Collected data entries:

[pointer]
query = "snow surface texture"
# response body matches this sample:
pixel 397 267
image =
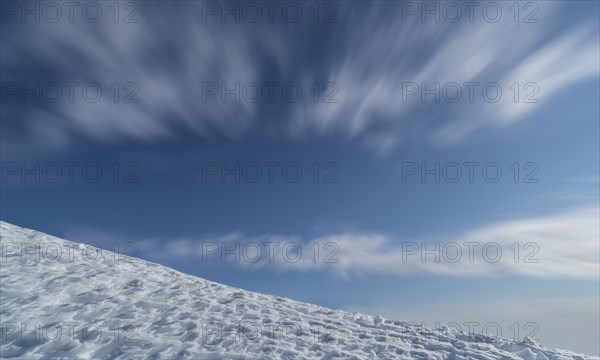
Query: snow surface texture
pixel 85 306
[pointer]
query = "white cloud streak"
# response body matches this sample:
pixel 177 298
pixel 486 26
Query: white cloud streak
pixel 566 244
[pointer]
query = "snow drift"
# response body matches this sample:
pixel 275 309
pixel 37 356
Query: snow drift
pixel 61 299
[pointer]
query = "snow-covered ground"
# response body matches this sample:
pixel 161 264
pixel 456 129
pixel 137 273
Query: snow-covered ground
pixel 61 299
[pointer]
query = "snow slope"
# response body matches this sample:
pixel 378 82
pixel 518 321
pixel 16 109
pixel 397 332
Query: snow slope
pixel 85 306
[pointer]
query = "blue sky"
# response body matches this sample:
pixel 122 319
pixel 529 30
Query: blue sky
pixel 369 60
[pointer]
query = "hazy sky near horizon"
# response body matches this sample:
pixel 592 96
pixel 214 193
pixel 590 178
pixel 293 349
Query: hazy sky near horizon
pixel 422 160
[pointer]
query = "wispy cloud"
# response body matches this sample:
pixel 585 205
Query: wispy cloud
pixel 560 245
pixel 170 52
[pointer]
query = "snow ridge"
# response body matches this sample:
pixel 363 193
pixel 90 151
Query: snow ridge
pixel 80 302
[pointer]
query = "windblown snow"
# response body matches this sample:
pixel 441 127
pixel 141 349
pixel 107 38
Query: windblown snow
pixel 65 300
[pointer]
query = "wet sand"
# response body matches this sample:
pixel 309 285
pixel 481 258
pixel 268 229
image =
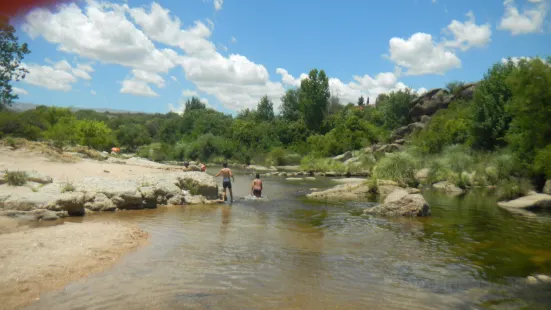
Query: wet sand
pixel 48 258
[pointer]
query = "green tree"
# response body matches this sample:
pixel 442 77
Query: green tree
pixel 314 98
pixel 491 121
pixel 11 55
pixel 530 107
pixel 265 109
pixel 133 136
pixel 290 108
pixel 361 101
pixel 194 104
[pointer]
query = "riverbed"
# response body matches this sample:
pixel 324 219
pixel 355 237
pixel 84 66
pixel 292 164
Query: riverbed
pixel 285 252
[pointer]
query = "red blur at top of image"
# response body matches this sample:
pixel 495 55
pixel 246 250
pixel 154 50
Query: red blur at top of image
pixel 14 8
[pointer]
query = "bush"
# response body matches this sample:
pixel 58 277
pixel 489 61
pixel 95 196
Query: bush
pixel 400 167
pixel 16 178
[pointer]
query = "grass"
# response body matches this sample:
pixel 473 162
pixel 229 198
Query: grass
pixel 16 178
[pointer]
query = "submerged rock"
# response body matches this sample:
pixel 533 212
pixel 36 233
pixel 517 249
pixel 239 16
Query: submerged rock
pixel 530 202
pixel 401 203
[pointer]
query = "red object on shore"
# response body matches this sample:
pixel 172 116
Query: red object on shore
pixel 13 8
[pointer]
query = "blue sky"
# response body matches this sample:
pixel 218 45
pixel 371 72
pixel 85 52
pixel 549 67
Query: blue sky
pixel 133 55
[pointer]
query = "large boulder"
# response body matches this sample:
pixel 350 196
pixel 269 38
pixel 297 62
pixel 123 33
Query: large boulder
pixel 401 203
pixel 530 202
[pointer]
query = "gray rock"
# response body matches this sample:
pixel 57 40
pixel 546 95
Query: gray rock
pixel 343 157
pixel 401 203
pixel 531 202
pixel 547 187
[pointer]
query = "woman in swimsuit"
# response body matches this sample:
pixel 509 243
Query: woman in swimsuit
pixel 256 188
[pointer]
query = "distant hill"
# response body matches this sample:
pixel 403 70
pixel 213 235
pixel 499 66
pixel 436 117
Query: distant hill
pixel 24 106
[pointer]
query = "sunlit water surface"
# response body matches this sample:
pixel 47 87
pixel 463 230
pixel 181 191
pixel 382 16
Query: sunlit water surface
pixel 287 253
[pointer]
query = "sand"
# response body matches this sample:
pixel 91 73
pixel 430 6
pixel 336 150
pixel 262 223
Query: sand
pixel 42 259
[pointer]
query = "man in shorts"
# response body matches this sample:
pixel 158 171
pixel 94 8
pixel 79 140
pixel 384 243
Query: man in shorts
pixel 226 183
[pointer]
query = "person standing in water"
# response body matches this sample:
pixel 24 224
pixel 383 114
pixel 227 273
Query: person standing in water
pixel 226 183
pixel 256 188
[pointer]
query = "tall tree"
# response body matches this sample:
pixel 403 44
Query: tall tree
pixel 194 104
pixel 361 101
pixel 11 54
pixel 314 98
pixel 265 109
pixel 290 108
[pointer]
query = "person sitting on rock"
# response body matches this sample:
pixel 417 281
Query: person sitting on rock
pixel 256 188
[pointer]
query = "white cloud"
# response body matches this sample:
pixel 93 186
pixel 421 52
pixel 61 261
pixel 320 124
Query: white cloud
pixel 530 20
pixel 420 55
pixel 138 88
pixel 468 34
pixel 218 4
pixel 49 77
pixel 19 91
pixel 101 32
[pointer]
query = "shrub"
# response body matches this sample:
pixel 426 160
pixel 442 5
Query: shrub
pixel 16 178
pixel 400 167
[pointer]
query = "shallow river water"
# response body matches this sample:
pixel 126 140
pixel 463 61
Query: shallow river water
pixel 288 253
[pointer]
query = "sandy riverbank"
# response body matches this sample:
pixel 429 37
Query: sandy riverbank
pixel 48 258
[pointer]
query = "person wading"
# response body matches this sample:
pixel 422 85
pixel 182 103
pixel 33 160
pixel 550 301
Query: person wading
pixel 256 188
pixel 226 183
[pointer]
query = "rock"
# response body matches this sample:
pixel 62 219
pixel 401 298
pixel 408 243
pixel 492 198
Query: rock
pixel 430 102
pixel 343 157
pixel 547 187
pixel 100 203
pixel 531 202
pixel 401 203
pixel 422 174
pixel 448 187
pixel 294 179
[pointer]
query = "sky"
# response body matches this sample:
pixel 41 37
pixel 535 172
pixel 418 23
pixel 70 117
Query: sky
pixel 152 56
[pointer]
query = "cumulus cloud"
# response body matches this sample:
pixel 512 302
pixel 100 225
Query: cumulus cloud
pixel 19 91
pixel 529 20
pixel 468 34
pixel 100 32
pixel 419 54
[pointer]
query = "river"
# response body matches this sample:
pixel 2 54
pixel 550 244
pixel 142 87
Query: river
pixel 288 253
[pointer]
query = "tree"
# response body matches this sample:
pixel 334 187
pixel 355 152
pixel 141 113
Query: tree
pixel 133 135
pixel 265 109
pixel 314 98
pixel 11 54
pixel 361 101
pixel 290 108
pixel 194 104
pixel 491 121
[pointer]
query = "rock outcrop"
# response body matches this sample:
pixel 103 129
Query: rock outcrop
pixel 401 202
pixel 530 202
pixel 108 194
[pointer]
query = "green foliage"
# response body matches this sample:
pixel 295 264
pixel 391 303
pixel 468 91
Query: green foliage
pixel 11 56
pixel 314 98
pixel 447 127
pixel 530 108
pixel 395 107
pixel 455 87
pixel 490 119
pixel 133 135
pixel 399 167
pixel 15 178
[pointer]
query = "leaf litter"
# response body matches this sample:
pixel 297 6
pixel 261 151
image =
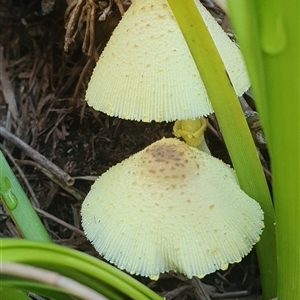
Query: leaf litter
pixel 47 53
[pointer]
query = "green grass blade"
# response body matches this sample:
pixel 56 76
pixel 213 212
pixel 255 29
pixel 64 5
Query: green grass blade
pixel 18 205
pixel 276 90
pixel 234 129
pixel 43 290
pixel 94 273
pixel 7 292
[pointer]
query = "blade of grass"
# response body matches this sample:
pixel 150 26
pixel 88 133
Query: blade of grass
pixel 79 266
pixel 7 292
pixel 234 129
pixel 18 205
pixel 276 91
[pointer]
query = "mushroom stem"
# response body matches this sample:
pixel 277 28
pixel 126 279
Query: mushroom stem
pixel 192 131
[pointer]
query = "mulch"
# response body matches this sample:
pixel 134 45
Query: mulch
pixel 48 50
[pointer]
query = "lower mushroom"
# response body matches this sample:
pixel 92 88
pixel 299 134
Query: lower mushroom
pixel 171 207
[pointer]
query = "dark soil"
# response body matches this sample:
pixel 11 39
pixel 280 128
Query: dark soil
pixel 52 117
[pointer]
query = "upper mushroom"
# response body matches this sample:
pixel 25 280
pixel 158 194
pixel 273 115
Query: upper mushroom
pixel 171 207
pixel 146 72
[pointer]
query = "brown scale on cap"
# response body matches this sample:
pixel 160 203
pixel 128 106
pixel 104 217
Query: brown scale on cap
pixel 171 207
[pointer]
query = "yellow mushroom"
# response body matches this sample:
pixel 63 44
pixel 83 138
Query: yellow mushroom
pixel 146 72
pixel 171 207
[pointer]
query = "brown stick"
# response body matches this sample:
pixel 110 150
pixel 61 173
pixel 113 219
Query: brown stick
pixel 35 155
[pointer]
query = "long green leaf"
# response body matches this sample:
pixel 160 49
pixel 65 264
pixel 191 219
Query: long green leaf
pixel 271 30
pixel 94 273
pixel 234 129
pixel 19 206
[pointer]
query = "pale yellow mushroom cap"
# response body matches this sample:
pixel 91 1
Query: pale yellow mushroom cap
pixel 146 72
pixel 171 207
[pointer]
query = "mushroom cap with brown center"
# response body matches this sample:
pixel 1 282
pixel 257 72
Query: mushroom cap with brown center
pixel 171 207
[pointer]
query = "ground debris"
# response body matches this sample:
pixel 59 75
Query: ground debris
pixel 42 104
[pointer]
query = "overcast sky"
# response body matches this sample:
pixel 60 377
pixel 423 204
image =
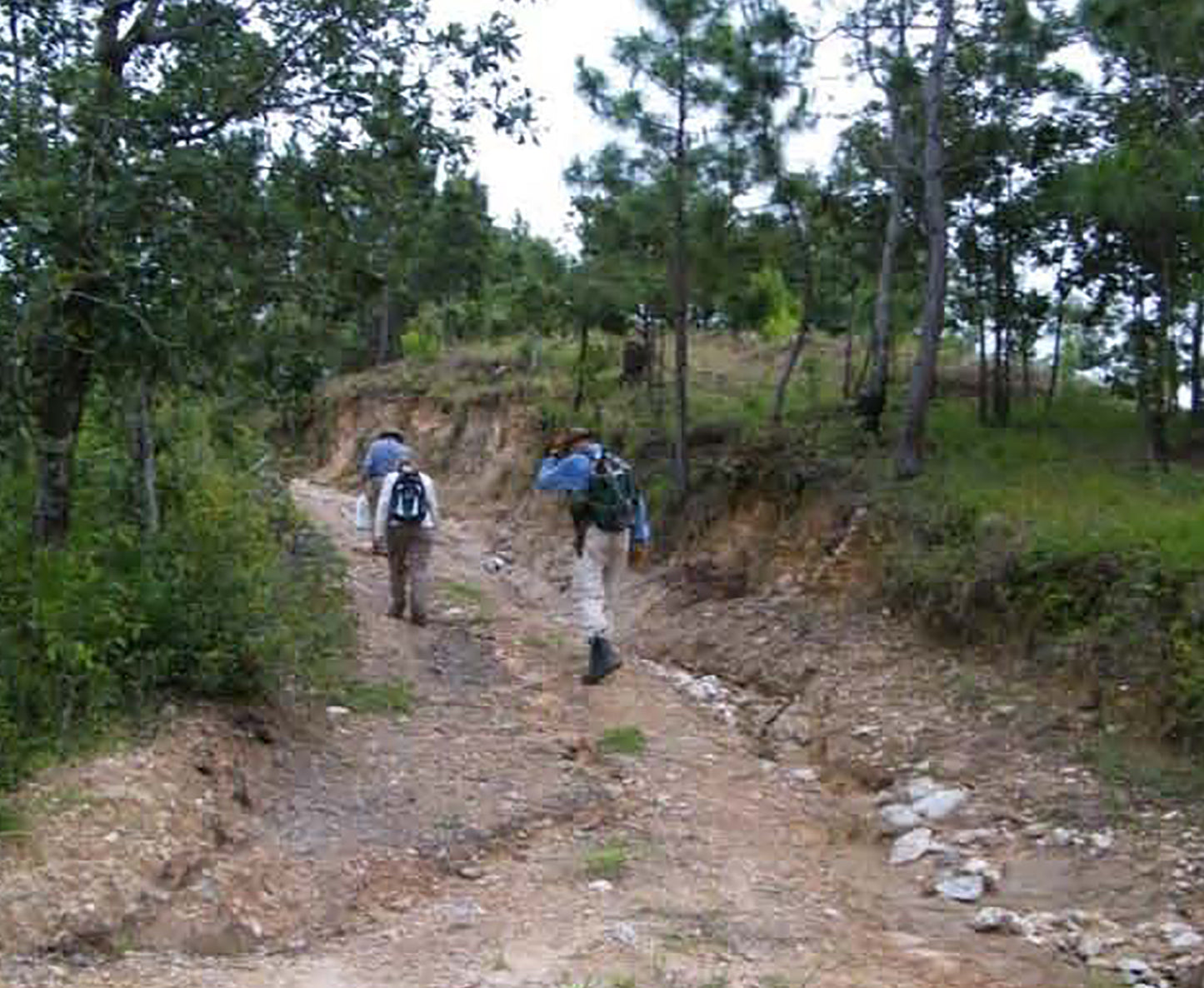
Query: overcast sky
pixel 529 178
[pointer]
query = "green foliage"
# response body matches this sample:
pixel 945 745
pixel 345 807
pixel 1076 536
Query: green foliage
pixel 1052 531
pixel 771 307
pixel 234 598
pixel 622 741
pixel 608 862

### Work to be completed
Every line from the top of the entries through the line that holds "pixel 275 309" is to be quoted exactly, please, and nothing else; omit the pictures.

### Solution for this task
[pointer]
query = "snow surface texture"
# response body matches this sample:
pixel 397 267
image =
Query: snow surface texture
pixel 85 306
[pointer]
query = "white cloud streak"
# response body matches this sample:
pixel 177 298
pixel 486 26
Query: white cloud streak
pixel 566 244
[pointer]
query = "snow drift"
# response body matches this sample:
pixel 275 309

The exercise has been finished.